== Reading text ==
European colonial forest laws drastically altered the life of Colonies. By transforming forests from community resources into state-controlled commodities, these rules disrupted livelihoods, marginalized Indigenous communities, and laid the foundation for ongoing environmental challenges.

Impact on Cultivation

Shifting Cultivation: One of major impacts of European colonialism was on practice of shifting cultivation or swidden agriculture

Colonial Forest Policies

    • This is a traditional agricultural practice in many parts of Asia, Africa, and South America and has many local names.
    • Local Names: Lading in Southeast Asia, milpa in Central America, chitemene or tavy in Africa, and chena in Sri Lanka, dhya, penda, bewar, nevad, jhum, podu, khandad and kumri in India. 
  • Shifting Cultivation Cycle: In this cultivation, parts of forest are cut and burnt in rotation
    • Seeds are sown in ashes after first monsoon rains, and crop is harvested by October-November. 
    • Such plots are cultivated for a couple of years and then left fallow for 12 to 18 years for the forest to grow back.

== Extracted records ==
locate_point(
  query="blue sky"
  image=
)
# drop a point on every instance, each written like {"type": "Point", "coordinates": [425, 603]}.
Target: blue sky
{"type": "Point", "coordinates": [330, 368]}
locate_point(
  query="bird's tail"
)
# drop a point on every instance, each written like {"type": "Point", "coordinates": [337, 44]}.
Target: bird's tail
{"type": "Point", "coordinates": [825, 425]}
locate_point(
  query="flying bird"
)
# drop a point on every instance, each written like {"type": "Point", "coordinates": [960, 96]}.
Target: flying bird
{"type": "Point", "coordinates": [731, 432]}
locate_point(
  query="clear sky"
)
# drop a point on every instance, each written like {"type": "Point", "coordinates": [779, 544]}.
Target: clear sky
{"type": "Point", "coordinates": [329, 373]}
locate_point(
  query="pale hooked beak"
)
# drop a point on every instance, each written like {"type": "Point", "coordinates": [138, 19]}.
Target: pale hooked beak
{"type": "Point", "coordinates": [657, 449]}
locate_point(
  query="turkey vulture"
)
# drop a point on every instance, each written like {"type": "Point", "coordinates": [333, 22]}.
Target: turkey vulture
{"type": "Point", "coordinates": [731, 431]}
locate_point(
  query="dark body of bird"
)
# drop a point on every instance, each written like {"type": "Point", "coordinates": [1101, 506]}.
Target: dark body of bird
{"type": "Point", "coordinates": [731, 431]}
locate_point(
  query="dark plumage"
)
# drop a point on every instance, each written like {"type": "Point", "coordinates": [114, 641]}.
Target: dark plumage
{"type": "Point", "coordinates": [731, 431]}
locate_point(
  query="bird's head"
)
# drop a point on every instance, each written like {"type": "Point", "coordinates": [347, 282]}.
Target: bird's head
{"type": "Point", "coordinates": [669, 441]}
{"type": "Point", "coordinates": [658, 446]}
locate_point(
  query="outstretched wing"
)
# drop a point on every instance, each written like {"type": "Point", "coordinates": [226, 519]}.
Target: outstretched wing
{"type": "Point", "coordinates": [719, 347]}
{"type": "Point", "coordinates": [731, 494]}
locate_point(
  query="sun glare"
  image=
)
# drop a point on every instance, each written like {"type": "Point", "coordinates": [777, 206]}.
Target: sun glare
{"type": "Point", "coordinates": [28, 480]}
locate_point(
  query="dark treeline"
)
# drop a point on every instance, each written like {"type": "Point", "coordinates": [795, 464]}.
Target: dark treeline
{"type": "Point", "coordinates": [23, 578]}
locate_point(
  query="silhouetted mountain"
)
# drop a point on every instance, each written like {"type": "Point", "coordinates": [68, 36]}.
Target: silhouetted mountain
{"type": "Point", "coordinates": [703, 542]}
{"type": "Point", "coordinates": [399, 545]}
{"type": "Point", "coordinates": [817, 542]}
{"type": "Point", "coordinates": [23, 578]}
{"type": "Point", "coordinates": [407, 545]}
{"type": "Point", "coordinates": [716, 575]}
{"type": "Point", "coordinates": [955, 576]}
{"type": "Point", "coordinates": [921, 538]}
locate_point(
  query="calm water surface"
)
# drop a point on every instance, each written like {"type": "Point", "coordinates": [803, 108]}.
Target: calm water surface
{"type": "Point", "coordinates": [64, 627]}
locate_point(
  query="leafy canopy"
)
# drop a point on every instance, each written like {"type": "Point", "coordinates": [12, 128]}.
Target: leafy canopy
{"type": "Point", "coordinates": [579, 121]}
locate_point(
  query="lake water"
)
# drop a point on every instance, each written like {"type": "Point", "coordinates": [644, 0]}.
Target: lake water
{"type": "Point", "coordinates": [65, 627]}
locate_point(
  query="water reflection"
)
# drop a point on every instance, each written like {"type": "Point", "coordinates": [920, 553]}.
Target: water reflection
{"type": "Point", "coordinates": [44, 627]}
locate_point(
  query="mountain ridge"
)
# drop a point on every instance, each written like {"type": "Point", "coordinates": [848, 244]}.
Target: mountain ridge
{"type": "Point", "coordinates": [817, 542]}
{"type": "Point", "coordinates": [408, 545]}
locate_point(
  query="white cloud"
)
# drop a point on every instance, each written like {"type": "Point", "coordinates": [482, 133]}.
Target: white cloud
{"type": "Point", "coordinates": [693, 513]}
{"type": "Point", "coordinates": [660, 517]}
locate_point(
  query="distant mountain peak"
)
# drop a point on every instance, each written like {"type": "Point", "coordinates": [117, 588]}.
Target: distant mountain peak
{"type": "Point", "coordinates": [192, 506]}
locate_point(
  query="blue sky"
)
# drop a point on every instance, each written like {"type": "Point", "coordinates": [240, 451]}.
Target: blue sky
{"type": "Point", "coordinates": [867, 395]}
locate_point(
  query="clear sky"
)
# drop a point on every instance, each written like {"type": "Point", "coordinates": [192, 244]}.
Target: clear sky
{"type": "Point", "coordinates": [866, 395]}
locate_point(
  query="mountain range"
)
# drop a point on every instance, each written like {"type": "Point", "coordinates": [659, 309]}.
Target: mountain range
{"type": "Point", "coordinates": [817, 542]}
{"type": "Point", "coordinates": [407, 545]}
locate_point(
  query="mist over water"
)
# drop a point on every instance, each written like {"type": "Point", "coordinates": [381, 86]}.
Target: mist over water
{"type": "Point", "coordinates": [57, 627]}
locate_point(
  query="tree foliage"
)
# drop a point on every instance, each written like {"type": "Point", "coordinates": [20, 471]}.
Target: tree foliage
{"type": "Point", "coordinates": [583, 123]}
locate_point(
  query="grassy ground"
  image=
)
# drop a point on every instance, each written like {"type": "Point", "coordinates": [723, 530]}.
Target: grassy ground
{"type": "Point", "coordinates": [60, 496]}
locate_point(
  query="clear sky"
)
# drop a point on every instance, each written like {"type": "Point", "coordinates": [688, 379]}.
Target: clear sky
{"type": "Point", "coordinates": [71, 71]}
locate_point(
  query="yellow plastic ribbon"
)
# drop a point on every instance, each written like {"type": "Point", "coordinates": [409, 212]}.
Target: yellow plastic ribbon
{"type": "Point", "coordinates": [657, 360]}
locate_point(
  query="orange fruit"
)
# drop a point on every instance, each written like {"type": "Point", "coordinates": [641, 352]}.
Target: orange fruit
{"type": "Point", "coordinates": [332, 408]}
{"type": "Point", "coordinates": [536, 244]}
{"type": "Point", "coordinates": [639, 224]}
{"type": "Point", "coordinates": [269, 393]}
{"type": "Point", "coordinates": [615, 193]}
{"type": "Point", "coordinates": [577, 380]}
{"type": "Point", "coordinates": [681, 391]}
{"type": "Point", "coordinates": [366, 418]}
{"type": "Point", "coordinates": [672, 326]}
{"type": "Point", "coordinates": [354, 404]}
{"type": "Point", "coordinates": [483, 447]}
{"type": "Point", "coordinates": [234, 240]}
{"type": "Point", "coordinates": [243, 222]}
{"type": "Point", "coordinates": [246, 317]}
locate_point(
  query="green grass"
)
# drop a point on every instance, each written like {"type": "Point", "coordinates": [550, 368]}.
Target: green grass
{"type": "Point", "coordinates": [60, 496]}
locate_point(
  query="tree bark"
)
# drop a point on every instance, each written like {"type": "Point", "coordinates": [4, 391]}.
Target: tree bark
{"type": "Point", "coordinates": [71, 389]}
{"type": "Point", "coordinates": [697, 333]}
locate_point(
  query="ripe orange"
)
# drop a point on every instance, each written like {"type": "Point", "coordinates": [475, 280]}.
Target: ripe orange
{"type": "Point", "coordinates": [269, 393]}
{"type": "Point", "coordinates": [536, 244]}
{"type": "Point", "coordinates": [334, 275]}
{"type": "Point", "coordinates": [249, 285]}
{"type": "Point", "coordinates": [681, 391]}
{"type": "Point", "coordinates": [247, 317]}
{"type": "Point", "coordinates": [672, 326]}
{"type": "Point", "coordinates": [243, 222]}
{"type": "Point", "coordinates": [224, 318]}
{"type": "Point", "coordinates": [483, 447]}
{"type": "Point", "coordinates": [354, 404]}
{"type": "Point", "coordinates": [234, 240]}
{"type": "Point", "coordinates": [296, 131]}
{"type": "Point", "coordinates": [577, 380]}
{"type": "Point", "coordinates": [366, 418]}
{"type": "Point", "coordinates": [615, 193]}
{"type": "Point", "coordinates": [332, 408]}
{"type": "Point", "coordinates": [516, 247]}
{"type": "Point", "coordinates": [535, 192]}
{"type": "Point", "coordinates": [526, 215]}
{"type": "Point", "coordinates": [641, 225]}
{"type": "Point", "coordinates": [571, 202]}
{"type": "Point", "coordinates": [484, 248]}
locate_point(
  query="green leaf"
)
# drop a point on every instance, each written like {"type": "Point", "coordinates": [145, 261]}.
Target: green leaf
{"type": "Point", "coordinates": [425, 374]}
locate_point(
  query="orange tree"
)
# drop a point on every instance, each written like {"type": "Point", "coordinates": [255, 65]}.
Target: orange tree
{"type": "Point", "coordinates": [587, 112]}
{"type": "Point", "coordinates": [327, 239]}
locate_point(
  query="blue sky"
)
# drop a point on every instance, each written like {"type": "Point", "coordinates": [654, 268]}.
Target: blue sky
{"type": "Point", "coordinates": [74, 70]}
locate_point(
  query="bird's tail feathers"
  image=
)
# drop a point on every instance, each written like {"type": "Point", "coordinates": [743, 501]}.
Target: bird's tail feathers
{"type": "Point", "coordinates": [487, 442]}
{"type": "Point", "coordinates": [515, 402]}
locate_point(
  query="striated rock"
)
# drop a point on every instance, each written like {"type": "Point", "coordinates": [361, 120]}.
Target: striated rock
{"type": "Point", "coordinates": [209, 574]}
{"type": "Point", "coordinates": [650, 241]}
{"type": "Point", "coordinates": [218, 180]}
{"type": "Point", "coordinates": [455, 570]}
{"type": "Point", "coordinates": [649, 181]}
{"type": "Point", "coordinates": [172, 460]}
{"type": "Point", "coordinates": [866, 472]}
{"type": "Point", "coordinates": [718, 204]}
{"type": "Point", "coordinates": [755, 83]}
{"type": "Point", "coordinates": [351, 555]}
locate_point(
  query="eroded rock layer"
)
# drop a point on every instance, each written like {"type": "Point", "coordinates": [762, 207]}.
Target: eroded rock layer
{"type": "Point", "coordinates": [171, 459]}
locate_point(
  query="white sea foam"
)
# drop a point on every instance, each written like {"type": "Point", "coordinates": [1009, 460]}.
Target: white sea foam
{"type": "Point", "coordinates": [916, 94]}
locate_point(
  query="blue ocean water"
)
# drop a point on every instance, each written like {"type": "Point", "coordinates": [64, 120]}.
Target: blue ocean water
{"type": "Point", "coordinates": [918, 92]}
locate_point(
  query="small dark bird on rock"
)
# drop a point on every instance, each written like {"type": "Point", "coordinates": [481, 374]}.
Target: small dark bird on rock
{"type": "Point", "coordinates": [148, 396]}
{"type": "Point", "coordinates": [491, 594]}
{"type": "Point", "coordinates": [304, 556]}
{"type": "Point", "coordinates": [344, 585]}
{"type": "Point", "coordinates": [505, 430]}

== Given problem A ==
According to the text on colonial forest laws, how many years are shifting cultivation plots left fallow?
== Given problem B ==
List every local name for shifting cultivation that the text on colonial forest laws gives for India.

== Solution A ==
12 to 18 years

== Solution B ==
dhya, penda, bewar, nevad, jhum, podu, khandad, kumri